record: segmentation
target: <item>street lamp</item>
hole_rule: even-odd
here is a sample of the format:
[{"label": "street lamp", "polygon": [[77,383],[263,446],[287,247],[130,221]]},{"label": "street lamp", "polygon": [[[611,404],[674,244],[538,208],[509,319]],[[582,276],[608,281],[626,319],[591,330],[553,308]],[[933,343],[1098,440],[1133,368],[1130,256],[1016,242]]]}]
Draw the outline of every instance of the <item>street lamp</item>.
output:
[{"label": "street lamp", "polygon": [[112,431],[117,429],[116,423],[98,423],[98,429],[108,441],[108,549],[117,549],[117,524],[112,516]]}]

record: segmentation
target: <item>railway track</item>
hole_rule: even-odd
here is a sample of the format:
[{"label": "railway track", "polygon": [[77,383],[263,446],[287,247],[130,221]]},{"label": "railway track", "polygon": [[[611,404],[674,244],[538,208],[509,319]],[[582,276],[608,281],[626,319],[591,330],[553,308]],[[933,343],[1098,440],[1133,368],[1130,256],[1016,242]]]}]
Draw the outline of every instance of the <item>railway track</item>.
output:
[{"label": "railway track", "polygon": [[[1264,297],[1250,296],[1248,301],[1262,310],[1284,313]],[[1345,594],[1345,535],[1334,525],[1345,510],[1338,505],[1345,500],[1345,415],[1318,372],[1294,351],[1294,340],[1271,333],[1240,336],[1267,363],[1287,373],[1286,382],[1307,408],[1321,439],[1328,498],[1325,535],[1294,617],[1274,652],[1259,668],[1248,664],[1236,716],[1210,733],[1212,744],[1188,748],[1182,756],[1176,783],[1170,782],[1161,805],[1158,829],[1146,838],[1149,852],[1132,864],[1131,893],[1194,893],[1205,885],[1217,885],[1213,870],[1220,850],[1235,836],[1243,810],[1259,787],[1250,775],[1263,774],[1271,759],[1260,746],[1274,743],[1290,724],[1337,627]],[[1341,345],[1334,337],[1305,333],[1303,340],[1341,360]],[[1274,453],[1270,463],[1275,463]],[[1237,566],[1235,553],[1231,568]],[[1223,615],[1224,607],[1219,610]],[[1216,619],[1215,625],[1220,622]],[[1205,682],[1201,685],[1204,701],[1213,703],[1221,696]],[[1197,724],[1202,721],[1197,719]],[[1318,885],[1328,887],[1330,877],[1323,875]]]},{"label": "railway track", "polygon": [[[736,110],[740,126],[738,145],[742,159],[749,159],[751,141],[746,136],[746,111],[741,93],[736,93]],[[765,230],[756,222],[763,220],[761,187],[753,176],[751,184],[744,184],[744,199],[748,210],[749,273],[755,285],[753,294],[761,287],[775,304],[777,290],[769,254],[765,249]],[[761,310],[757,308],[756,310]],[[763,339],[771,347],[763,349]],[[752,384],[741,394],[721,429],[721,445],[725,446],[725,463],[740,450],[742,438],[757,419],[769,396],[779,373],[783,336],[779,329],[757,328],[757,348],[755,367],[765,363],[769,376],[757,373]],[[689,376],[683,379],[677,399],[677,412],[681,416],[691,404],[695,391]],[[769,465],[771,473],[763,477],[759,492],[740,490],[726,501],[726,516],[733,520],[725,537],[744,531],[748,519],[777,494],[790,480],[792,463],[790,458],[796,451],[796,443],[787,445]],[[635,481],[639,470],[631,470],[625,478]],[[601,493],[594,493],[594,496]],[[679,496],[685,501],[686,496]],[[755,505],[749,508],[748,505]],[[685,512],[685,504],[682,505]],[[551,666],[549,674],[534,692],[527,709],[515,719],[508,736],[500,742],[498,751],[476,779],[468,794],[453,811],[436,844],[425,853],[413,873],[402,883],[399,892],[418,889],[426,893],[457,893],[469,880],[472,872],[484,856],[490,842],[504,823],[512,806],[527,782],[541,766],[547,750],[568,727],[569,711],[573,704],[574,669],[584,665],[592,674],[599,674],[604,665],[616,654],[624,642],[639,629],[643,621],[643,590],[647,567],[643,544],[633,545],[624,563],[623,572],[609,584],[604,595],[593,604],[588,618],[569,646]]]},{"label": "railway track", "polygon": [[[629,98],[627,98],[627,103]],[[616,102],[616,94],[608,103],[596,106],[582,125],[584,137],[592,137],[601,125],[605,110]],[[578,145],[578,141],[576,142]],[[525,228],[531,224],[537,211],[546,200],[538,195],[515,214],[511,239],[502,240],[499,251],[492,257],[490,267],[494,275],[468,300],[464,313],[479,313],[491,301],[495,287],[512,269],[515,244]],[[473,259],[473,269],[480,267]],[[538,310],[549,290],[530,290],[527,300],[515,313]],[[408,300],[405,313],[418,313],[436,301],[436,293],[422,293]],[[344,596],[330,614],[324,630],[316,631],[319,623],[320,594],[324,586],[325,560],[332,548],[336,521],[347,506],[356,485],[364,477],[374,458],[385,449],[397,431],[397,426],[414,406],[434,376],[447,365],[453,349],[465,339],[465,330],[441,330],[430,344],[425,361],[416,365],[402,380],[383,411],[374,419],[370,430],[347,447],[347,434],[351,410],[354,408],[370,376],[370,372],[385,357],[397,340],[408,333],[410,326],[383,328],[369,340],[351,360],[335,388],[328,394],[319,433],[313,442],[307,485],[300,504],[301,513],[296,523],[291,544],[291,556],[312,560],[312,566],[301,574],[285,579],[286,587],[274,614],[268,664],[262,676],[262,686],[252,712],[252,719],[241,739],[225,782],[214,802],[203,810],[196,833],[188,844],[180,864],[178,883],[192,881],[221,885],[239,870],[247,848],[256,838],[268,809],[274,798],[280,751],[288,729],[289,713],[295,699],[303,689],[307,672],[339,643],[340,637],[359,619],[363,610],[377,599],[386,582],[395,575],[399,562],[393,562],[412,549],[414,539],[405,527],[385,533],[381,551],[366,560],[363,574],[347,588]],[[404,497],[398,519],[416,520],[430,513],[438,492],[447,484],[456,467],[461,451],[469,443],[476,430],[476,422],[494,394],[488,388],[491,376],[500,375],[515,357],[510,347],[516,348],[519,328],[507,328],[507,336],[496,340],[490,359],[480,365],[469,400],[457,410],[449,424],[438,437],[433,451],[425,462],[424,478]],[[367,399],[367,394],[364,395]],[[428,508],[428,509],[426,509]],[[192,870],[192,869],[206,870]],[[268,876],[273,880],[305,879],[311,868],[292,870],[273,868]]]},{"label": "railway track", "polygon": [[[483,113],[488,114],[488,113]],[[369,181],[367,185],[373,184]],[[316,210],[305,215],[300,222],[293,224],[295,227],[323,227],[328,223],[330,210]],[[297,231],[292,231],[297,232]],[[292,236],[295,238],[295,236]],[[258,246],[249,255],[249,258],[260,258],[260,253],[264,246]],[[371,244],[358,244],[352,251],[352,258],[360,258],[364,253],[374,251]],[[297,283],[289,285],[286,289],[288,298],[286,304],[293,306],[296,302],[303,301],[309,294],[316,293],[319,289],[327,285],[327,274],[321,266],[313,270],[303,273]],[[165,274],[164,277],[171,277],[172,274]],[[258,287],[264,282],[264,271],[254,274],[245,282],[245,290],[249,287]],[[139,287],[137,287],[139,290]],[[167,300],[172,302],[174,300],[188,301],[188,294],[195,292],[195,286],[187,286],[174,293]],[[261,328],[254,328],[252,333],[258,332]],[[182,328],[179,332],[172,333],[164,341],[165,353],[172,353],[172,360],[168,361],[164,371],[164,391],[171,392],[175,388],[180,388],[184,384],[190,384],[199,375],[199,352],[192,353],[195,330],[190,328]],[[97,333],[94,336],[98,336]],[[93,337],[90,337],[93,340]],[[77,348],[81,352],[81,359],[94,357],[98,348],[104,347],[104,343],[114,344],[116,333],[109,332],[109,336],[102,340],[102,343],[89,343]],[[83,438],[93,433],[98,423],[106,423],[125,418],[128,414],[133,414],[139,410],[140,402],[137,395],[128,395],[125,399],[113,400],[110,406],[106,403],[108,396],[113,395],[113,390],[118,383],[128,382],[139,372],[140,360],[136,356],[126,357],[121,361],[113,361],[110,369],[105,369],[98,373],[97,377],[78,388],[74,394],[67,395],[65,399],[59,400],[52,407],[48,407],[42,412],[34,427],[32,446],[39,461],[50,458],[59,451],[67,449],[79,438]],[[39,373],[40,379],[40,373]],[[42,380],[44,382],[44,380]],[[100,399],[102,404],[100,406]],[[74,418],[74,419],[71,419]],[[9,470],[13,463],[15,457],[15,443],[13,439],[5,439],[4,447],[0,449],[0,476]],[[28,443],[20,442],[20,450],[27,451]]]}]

################

== Written instruction ==
Return, unchanged, each line of the data above that contains the word "every".

== The answer ==
Draw the outline of every instance of the <item>street lamp</item>.
Draw the outline of every instance of the <item>railway track</item>.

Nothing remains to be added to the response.